Materials provided Block Start

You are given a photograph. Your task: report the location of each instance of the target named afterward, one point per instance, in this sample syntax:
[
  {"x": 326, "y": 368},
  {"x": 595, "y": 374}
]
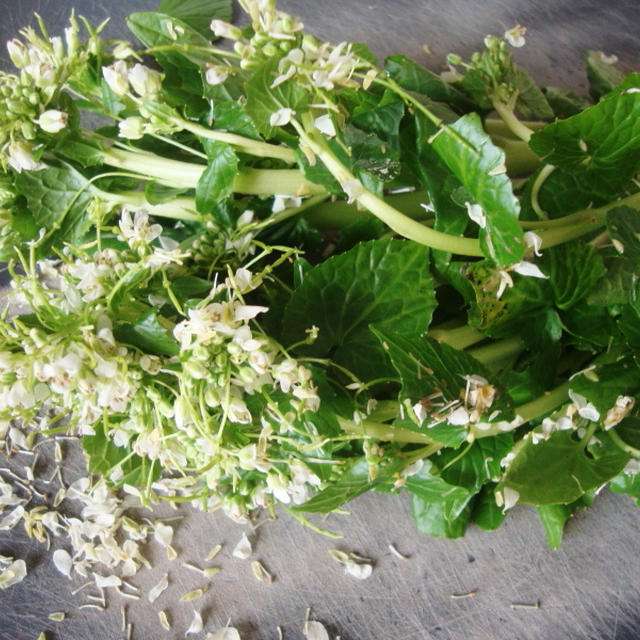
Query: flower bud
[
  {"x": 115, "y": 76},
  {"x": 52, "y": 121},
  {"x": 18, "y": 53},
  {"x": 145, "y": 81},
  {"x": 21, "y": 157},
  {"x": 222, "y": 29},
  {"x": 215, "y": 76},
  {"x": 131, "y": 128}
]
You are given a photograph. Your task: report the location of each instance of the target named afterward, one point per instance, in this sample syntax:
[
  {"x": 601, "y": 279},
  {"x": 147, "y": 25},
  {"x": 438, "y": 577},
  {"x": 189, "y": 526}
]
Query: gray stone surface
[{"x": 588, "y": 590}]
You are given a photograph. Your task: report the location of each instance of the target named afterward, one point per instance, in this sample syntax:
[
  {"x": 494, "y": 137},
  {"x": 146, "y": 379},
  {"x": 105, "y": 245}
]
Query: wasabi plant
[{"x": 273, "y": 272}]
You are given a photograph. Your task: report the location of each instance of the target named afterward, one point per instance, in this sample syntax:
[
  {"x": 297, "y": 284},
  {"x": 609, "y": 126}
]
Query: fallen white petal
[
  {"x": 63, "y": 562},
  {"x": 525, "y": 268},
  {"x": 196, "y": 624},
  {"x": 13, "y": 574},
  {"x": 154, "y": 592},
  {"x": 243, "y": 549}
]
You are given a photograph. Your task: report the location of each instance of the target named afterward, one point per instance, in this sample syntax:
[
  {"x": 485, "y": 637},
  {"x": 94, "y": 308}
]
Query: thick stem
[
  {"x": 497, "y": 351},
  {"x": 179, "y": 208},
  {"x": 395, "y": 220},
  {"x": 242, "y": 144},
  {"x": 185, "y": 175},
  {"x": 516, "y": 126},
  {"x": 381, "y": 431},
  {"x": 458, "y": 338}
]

Materials provided Block End

Write the records above out again exactly, but not the pictures.

_Response to the exercise_.
You are given a photograph. Your task: report the location of each instance of the target named afterward, one point per instance, in this sample syntax:
[
  {"x": 326, "y": 368},
  {"x": 595, "y": 374}
]
Query: flower bud
[
  {"x": 115, "y": 76},
  {"x": 52, "y": 121},
  {"x": 18, "y": 53},
  {"x": 145, "y": 81},
  {"x": 21, "y": 157},
  {"x": 222, "y": 29},
  {"x": 215, "y": 76},
  {"x": 131, "y": 128}
]
You are given a photograph. Your task: report the location of each instance of the target named afterward, one point per instance, in this sample syntax:
[
  {"x": 601, "y": 279},
  {"x": 147, "y": 25},
  {"x": 438, "y": 577},
  {"x": 189, "y": 526}
]
Query: gray stone surface
[{"x": 588, "y": 590}]
You are given a photograph. Your task: report the location of each instance of the target named afterward, one point per instance, in this sample syntax:
[
  {"x": 494, "y": 137},
  {"x": 146, "y": 379},
  {"x": 105, "y": 245}
]
Query: wasabi plant
[{"x": 273, "y": 272}]
You are given a photograph. Your task: report the location of each instance of the target named afterward, one point per instance, in this sample syntax:
[
  {"x": 297, "y": 284},
  {"x": 609, "y": 126}
]
Query: fallen white petal
[
  {"x": 63, "y": 562},
  {"x": 525, "y": 268},
  {"x": 196, "y": 624},
  {"x": 13, "y": 574},
  {"x": 154, "y": 592},
  {"x": 243, "y": 549}
]
You are given a photograph. Your task: report the location of each instance of the target named afterward, one point per instance, in this sample syntax:
[
  {"x": 485, "y": 637},
  {"x": 94, "y": 308}
]
Query: thick stem
[
  {"x": 497, "y": 351},
  {"x": 179, "y": 208},
  {"x": 395, "y": 220},
  {"x": 242, "y": 144},
  {"x": 185, "y": 175},
  {"x": 516, "y": 126},
  {"x": 381, "y": 431},
  {"x": 458, "y": 338}
]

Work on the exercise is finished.